(Data provided)

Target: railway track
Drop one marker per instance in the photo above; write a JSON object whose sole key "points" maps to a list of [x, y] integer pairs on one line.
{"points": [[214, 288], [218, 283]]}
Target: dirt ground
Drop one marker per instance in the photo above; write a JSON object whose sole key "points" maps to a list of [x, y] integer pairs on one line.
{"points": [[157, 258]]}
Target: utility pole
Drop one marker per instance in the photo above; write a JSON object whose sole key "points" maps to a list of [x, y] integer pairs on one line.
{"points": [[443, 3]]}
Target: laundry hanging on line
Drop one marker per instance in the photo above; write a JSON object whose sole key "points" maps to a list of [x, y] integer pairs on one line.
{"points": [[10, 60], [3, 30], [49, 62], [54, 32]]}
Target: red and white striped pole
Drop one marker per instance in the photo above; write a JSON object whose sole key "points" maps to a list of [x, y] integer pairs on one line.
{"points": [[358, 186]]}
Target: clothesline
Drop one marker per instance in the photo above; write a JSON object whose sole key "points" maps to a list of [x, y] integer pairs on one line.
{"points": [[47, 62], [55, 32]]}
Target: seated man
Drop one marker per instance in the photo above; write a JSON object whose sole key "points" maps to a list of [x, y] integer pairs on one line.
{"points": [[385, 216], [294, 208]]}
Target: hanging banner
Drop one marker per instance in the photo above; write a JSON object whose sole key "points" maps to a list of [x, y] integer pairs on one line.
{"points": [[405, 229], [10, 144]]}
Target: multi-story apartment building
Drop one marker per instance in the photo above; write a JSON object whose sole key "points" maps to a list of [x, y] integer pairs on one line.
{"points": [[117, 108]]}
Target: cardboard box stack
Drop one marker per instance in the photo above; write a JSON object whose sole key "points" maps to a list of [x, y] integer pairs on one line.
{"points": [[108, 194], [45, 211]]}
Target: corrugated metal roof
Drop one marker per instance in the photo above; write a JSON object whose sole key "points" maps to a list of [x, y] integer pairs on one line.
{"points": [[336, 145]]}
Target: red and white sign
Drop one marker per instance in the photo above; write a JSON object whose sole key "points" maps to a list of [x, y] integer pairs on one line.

(End Data provided)

:: Work instruction ::
Work out how many lines in the listing above hold the word "pole", and answer only with that number.

:: Result of this task ::
2